→ ТЕКСТ ДОКУМЕНТА:
★ ★ ★ ★ ★

Только приступ заканчивался — Зиновий Ефимович становился другим человеком: встречался с друзьями, появлялся на всевозможных мероприятиях: «Если здоровье позволяет и есть настроение, я хожу на тусовки. Только ставлю условие, что не будет двух лично мне неприятных людей. Все остальное человечество меня устраивает, а они — нет. Причем речь идет не о моих врагах. Они-то ко мне относятся с большим почтением… Но я их столь не почитаю, что просто… внуку показываю: вот видишь, мальчик, по телевизору выступает человек, он многого добился в жизни, но, поверь мне, как это ужасно — быть внуком такого человека!»
У Гердта и прежде случались приступы беспричинной тоски, ужасного чувства подавленности, которое невозможно объяснить. Теперь они стали чаще. Спасали друзья, которых он всегда ценил и не уставал называть поименно. Правда, многие из них уже ушли — Булат Окуджава, Давид Самойлов, Михаил Львовский. Тем дороже были те, что остались: Александр Ширвиндт, Петр Тодоровский, Михаил Швейцер, Валентин Гафт.
Вот рассказ Зиновия Ефимовича о его коллеге и друге Евгении Вениаминовиче Сперанском: «Он замечательный поэт и прозаик, в прошлом — один из основателей образцовского кукольного театра. Ему 92. У него дача в “Туристе”, по Савеловской дороге; я отвожу его туда каждый год. Да какая дача: двухэтажный куриный домик, мансардочка. Внизу живут две женщины: жена и ее сестра. Он просыпается каждый день в шесть утра, по вертикальной стремяночке забирается в свою келью, садится за машинку и сочиняет… Но прошлое лето было таким холодным, что у него коченели пальцы. А дров для печки маловато. И он собирал валежник. А после мне рассказывал, как собрал все ветки на участке и… дворик таким красивым стал! “А я ведь работаю на красоту, — объяснял он мне, — значит, неважно, что я в тот день ничего не написал, правда?” Это меня так восхитило!»
Но ни родные, ни друзья не могли отвлечь артиста от размышлений о смерти, о том, что он оставит после себя. Однажды он признался мне (а может быть, у него просто вырвалось), что не хочет быть верующим: «Слишком поздно ко мне пришло размышление об этом. Поздно, поздно…»

★ ★ ★ ★ ★

→ ИСХОДНЫЕ ДАННЫЕ:

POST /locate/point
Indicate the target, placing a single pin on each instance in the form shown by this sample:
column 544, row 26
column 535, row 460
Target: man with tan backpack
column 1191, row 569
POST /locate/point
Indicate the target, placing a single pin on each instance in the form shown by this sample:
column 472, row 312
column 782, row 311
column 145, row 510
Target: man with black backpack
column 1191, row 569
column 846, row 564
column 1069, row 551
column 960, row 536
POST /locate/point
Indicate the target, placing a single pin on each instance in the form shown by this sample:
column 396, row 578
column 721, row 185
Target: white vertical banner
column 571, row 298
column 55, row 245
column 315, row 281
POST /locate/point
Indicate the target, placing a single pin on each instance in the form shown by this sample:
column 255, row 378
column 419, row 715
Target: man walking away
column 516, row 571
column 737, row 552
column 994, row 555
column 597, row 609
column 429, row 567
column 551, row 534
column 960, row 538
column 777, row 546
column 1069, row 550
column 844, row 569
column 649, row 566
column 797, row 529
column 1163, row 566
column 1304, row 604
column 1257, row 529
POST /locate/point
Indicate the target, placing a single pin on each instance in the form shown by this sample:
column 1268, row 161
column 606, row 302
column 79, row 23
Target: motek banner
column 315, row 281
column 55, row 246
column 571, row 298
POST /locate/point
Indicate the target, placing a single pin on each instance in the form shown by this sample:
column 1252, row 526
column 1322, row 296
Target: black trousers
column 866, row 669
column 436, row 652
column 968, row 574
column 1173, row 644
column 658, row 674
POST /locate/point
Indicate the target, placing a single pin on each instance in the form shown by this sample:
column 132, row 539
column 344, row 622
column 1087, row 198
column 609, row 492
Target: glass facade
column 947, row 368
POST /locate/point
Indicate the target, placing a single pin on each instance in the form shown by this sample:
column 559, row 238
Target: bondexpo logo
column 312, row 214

★ ★ ★ ★ ★

Выведите из текста о Зиновии Гердте без изменений отрывок от «У Гердта и прежде» до «Швейцер, Валентин Гафт.».

У Гердта и прежде случались приступы беспричинной тоски, ужасного чувства подавленности, которое невозможно объяснить. Теперь они стали чаще. Спасали друзья, которых он всегда ценил и не уставал называть поименно. Правда, многие из них уже ушли — Булат Окуджава, Давид Самойлов, Михаил Львовский. Тем дороже были те, что остались: Александр Ширвиндт, Петр Тодоровский, Михаил Швейцер, Валентин Гафт.